Dataset entries:
>> BEGIN
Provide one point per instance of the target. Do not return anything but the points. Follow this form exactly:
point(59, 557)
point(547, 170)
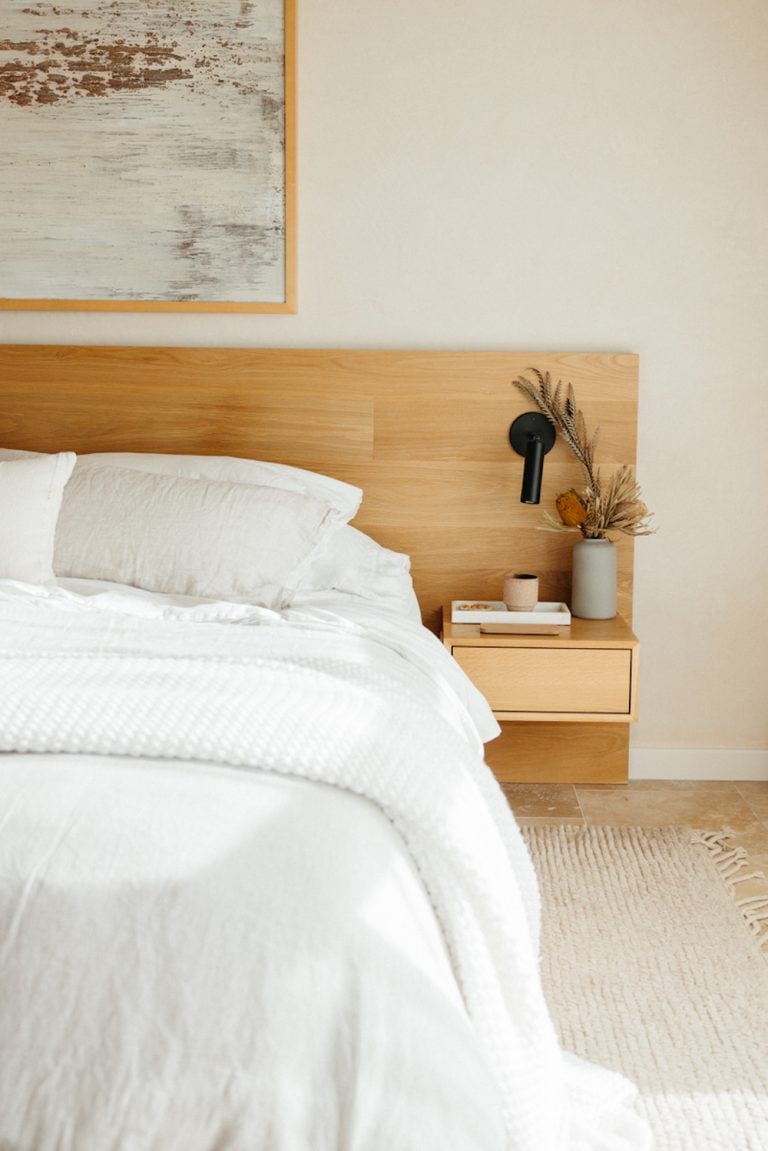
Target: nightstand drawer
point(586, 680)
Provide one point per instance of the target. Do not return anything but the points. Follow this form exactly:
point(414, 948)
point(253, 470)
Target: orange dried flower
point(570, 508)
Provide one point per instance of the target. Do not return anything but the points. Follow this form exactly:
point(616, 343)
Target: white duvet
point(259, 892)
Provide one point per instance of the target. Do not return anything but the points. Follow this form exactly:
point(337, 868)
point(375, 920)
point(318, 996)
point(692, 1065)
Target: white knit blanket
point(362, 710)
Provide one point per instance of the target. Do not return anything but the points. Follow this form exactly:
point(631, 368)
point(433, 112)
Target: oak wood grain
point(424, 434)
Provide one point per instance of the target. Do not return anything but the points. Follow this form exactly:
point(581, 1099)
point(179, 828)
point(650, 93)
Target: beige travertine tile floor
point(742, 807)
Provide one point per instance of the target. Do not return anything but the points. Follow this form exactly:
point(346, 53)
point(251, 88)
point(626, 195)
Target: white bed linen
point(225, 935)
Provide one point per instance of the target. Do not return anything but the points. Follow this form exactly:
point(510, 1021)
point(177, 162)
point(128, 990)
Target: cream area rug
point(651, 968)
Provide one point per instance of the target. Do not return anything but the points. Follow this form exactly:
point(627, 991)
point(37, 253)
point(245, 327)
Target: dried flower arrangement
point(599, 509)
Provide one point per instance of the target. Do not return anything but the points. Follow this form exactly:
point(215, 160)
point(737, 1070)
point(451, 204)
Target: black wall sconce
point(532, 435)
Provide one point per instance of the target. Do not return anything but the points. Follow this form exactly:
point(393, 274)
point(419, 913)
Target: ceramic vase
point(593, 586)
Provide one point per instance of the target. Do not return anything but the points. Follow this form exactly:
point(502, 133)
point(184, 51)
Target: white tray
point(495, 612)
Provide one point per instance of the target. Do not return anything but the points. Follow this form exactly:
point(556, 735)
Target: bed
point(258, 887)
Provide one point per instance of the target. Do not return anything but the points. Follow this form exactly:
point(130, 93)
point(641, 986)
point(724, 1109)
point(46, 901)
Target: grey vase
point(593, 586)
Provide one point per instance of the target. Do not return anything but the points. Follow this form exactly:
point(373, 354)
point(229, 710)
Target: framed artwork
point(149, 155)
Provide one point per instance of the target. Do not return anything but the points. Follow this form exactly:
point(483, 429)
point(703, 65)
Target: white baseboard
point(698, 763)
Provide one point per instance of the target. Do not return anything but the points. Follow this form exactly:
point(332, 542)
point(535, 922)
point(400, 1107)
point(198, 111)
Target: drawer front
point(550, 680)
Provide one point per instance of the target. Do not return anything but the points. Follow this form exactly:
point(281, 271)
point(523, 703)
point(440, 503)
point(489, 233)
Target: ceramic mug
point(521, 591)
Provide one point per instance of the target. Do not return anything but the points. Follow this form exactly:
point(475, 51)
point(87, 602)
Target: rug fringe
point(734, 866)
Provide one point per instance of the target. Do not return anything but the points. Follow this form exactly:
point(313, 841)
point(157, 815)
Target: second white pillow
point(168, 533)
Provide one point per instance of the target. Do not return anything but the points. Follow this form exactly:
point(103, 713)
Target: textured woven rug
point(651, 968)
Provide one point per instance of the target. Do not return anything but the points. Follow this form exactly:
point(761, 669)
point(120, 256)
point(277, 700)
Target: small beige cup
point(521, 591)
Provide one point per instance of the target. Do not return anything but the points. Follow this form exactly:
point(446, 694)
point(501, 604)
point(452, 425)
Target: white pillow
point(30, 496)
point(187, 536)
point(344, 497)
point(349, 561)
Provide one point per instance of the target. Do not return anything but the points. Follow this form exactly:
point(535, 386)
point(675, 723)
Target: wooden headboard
>> END
Requirement:
Give everything from the very start of the data above down to the line containing "point(586, 680)", both ends included, as a numbered list with no blank lines. Leave the picture out.

Task result:
1. Provide one point per instance of the target. Do not return anything but the points. Follow this form exactly:
2. point(59, 557)
3. point(547, 170)
4. Target: nightstand drawer
5. point(586, 680)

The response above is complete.